Start of Data shown

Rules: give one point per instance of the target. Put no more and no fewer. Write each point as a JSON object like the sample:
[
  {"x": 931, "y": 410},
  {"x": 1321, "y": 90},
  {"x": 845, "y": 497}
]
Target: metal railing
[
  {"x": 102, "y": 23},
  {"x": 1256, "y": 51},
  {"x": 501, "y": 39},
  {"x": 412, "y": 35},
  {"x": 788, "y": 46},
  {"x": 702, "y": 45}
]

End of Data shown

#### [Work required]
Set all the data down again, exactly as it reads above.

#### [Solution to this exercise]
Rules: give one point per instance of the target. Put no more and no fewer. Write each point as a JSON object like the sample:
[
  {"x": 931, "y": 410},
  {"x": 1321, "y": 90},
  {"x": 845, "y": 497}
]
Target: metal railing
[
  {"x": 102, "y": 23},
  {"x": 1256, "y": 51},
  {"x": 501, "y": 39},
  {"x": 412, "y": 35},
  {"x": 788, "y": 46},
  {"x": 702, "y": 45}
]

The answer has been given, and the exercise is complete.